◆ Extrait
Un alchimiste de la couture acclamé

Distingué par la Légion d'honneur en 1958, Cristóbal Balenciaga compte parmi ses fans l'actrice hollywoodienne Ava Gardner, la socialite Gloria Guinness ou encore la richissime Mona von Bismarck, adepte de ses robes de bal et de ses shorts de jardinage. Cette dernière aimait d'ailleurs tellement la marque que quand Balenciaga mit fin à sa maison de couture en 1968, elle se serait enfermée pendant trois jours dans sa chambre sans en sortir. Egalement révéré par ses pairs, le couturier, qui n'a donné qu'une seule interview à la presse de toute sa carrière, a même fait dire à Coco Chanel : "Balenciaga est l'unique véritable couturier. Seulement lui peut couper le tissu, assembler une création et la coudre à la main. Les autres sont simplement des designers de mode". Emanuel Ungaro, qui comme André Courrèges a fait ses armes aux côtés de Cristóbal Balenciaga, disait quant à lui du créateur qu'il avait posé les bases de la couture moderne.

La fin d'une ère

Alors que la mode se démocratise à la fin des années 60, qu'Yves Saint Laurent fait du prêt-à-porter pour habiller toutes les femmes et que Saint-Germain-des-Prés vit au rythme de mai 68, Cristóbal Balenciaga ferme sa maison de couture. Pour lui, qui vient de signer les uniformes des hôtesses de l'air d'Air France, la couture n'est plus compatible avec ce "nouveau monde". Il meurt quatre ans plus tard, le 24 mars 1972 à Jaeva en Espagne.

Quels créateurs ont succédé à Cristóbal Balenciaga ?

◆ Consigne A
Selon l'extrait sur Cristóbal Balenciaga, combien de temps Mona von Bismarck serait-elle restée enfermée dans sa chambre après la fermeture de la maison de couture ?
◆ Consigne B
Rédigez la suite de l'extrait sur Cristóbal Balenciaga à partir de sa dernière phrase.

◆ Données fournies
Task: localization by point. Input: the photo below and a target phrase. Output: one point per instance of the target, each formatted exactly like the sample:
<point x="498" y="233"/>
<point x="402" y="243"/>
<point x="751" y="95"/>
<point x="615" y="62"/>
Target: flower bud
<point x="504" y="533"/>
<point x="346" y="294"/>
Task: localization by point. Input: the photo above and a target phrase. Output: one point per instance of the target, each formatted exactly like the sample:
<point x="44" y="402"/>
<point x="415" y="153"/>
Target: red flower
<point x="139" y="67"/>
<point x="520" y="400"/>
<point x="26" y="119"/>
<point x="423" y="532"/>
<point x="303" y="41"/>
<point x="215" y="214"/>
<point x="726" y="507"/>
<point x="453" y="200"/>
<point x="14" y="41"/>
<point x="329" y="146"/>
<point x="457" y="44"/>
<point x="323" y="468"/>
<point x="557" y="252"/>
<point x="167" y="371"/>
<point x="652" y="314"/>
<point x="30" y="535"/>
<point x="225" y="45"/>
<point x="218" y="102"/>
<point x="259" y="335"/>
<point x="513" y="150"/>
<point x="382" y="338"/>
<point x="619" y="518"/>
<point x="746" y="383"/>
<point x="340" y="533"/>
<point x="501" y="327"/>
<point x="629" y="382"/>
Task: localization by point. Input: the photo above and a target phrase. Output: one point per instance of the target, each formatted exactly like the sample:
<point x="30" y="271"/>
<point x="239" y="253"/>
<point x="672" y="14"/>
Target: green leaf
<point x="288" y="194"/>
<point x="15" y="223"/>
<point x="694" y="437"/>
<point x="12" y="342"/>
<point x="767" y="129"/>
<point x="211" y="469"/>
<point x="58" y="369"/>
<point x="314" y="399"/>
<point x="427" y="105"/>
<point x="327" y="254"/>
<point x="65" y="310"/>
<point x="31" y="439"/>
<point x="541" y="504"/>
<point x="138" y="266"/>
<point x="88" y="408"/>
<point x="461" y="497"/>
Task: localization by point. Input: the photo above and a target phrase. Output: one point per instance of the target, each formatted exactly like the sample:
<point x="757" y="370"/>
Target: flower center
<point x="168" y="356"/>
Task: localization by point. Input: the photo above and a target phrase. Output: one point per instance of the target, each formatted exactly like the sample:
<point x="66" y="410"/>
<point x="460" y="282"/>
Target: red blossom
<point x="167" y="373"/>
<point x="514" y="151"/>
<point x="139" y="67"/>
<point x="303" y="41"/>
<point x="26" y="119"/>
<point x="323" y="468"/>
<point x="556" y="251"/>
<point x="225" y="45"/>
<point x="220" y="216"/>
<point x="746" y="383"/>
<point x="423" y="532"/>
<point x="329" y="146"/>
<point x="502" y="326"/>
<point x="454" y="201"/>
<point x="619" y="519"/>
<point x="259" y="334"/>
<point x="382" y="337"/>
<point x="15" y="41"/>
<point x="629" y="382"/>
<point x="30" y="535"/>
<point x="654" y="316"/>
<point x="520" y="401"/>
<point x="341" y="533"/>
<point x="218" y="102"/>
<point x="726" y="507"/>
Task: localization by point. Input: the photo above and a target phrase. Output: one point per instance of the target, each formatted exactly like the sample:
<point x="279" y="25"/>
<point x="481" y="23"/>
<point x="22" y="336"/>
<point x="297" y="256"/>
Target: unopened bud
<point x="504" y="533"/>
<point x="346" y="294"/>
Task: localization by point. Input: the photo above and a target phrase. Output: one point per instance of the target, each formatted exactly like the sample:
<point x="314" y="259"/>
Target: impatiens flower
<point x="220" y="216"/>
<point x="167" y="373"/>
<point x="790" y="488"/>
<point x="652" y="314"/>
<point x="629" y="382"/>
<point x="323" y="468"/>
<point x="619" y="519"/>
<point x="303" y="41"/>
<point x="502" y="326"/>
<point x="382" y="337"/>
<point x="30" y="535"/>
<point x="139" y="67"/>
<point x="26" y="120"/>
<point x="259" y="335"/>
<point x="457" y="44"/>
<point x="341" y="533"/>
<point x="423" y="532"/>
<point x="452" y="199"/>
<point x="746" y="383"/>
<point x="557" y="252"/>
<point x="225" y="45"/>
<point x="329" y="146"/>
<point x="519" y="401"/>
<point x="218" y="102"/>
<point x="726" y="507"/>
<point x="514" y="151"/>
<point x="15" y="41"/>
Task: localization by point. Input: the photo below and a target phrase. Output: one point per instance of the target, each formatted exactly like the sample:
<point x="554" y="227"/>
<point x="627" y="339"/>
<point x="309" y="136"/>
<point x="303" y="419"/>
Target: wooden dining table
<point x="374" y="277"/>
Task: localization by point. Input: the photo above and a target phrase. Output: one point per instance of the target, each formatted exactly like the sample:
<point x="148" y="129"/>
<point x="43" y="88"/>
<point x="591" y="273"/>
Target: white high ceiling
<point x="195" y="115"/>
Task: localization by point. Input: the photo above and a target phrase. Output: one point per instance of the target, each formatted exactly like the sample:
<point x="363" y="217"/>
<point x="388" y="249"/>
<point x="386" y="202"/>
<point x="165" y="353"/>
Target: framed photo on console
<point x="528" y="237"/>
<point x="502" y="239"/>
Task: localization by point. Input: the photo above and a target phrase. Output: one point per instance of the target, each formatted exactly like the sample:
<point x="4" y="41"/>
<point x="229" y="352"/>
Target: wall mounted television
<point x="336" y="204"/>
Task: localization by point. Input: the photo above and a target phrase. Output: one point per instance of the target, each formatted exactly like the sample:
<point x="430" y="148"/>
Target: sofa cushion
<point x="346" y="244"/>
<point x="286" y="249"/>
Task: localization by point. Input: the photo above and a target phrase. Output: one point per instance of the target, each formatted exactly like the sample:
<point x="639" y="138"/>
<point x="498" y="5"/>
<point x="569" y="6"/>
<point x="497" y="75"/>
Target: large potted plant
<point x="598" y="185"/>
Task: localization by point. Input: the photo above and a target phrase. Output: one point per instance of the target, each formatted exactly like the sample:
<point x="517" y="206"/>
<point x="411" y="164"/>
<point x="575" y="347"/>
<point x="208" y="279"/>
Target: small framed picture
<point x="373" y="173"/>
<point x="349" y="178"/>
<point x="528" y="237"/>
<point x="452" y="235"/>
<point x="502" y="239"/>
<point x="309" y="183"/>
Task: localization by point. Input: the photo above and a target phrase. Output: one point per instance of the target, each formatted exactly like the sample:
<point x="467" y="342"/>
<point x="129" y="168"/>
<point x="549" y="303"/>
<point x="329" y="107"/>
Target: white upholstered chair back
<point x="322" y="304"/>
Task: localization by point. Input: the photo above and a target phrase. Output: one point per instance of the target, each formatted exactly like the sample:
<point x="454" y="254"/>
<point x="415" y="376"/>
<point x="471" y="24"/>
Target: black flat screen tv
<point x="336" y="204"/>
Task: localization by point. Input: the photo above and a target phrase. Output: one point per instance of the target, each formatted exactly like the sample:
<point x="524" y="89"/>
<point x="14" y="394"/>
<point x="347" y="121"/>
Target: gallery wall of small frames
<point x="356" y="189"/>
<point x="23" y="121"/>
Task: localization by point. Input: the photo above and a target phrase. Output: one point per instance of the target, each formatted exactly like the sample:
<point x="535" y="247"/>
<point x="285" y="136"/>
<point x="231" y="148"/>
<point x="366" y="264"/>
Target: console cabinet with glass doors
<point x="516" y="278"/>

◆ Réponse A
Elle y serait restée enfermée pendant trois jours.

◆ Réponse B
En 1986, le groupe Jacques Bogart acquiert la marque et Michel Goma, un créateur toulousain, est nommé à sa tête. Il est ensuite remplacé en 1991 par le néerlandais Josephus Thimister, qui lance la ligne de prêt-à-porter Le Dix en hommage au parfum du même nom sorti en 1947. En 1997, c'est au tour de Nicolas Ghesquière d'occuper le poste de directeur artistique de Balenciaga. Quatre ans plus tard, le groupe Gucci, qui appartient alors à 42% à PPR (Pinault-Printemps-Redoute) rachète la marque à Jacques Bogart. La maison française intègre alors l'entreprise de luxe qui est aujourd'hui devenue Kering. Sous le règne de Nicolas Ghesquière, Balenciaga revit et atteint des sommets de popularité : it bags en série (le Classic), ligne masculine en 2004, égéries d'exception (comme son amie Charlotte Gainsbourg)… En novembre 2012, son départ de la maison est néanmoins annoncé et Nicolas Ghesquière est remplacé par Alexander Wang. L'Américain reste trois ans à la tête de la maison de couture. Jusqu'en 2015, année au cours de laquelle le Géorgien über cool Demna est choisi pour insuffler une nouvelle énergie à la maison Balenciaga. Connu pour son label pointu Vetements, le créateur va repousser les limites de la marque et, selon ses dires lors du Vogue Paris Fashion Festival de 2018 : "[transposer] les archives Balenciaga des années 50 à aujourd'hui, [pour les adapter] à 2018, 2019, au futur...". La maison Balenciaga, présidée par Cédric Charbit depuis 2016, ne cesse de créer l'événement lors de ses défilés qui se déroulent en petit comité. Derniers coups d'éclat en date : après avoir organisé le premier défilé masculin de la marque en 2016, Demna a réinitialisé la couture avec une collection honorant plus que jamais l'héritage de Cristóbal Balenciaga pour l'automne-hiver 2021-2022.

Quelles sont les créations iconiques de la marque ?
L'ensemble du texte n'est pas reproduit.